[TEXT SECTION]:
* BEGIN *

Yeah, maybe it's just because of the context of what he'd call the "traditional left," but that sounds far too intelligent to have come out of Bill Maher's mouth. He's the favourite person of every incredibly smug liberal I know who just want to call Trump supporters morons and are violently allergic to any etiology of why they feel the way they do.

Miftan
Mar 31, 2012

Terry knows what he can do with his bloody chocolate orange...

Halloween Jack posted:

Yeah, maybe it's just because of the context of what he'd call the "traditional left," but that sounds far too intelligent to have come out of Bill Maher's mouth. He's the favourite person of every incredibly smug liberal I know who just want to call Trump supporters morons and are violently allergic to any etiology of why they feel the way they do.

Seconding this, maher is an idiot and also a douchebag.

SomeMathGuy
Oct 4, 2014

The people were ASTONISHED at his doctrine.

Miftan posted:

Seconding this, maher is an idiot and also a douchebag.

And also an anti-vaxxer, although that's redundant.

Pembroke Fuse
Dec 29, 2008
Was reading this article: https://www.opendemocracy.net/transformation/byung-chul-han/why-revolution-is-no-longer-possible

The basic premise is that mass revolution and mass action is much more difficult in the current capitalist climate, because the modern neoliberal state has turned the worker against himself and against all other workers. Previously, there was a clear delineation between labor and management (and management practiced clear acts of repression). Today, in the gig economy, there is no visible management and most repression is of the subtle variety (commodification of basic needs and emotions, etc).

* END *

[DATA ROWS]:
* BEGIN *

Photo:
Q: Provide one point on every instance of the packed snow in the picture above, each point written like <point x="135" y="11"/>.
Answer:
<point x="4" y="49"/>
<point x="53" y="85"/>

* END *

Translate this sentence from the forum thread into Spanish: "Previously, there was a clear delineation between labor and management (and management practiced clear acts of repression)."

Anteriormente, había una clara delimitación entre los trabajadores y la gerencia (y la gerencia practicaba actos claros de represión).